*TASK ITEM*. Copy the records exactly, leaving out every picture.

*DATASET RECORDS*.

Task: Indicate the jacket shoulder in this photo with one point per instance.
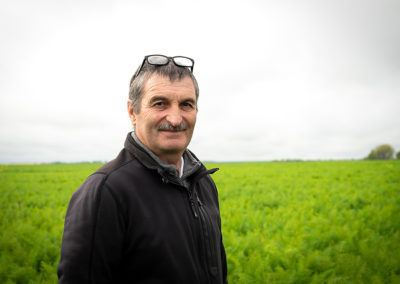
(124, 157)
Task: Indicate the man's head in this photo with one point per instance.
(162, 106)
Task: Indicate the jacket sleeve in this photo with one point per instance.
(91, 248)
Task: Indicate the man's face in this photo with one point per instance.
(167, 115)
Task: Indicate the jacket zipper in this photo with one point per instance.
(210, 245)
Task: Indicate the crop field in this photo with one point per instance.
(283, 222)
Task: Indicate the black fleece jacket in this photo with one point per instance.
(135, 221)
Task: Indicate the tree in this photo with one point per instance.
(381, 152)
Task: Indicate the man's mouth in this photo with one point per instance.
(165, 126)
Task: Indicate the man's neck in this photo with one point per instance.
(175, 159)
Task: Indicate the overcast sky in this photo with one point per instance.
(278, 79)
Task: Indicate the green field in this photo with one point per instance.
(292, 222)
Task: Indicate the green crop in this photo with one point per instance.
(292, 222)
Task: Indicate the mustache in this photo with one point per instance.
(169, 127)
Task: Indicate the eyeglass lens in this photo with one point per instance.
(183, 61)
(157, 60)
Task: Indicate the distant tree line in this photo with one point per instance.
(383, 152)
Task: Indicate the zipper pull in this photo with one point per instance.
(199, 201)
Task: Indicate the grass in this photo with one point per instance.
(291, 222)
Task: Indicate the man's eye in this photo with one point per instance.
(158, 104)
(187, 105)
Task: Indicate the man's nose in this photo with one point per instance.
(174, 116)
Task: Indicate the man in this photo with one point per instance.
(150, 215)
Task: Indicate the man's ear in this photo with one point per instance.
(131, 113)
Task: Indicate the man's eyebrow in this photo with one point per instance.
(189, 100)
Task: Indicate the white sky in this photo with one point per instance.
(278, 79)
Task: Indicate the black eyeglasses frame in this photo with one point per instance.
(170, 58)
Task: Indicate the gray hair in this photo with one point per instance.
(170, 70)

*FINISHED EXERCISE*.
Task: Indicate the jacket shoulder in this photo with one point per instance.
(124, 157)
Task: Indicate the man's head in this photo with one point per instance.
(162, 106)
Task: Indicate the jacket sleeve in this photo with one point per instance.
(91, 248)
Task: Indicate the man's face in this photo with one point per instance.
(167, 115)
Task: Indicate the jacket zipper in this photo with one point per instance.
(210, 245)
Task: Indicate the crop field in this photo with one point per instance.
(283, 222)
Task: Indicate the black fleece jacket in this photo with one point per instance.
(135, 221)
Task: Indicate the tree in this photo with one point per instance.
(381, 152)
Task: Indicate the man's mouth in this photo with one point per instance.
(165, 126)
Task: Indicate the man's neck in this photo with one point per instance.
(175, 159)
Task: Indicate the overcast sky in this photo with one point per instance.
(278, 79)
Task: Indicate the green field in this photo with one point per instance.
(292, 222)
Task: Indicate the green crop in this photo with one point per instance.
(292, 222)
Task: Indicate the mustache in this photo with one point per instance.
(169, 127)
Task: Indicate the eyeglass lens in this photo with one point per instance.
(183, 61)
(157, 60)
Task: Indicate the distant tree line in this photo with one point per instance.
(383, 152)
Task: Indicate the zipper pull in this photo with one point per instance.
(199, 201)
Task: Indicate the grass in this photo with one point per instance.
(291, 222)
Task: Indicate the man's eye in this photo with one point per instance.
(158, 104)
(187, 105)
Task: Indicate the man's nose in this photo with one point per instance.
(174, 116)
Task: Indicate the man in this photo with one point per instance.
(150, 215)
Task: Indicate the man's ear in this photo with one point per instance.
(131, 113)
Task: Indicate the man's eyebrow in this photo with one point per instance.
(189, 100)
Task: Indicate the white sky in this photo with one point per instance.
(278, 79)
Task: Indicate the black eyeglasses frame in this photo with one point per instance.
(170, 58)
Task: Indicate the gray hair in this photo with one point per instance.
(170, 70)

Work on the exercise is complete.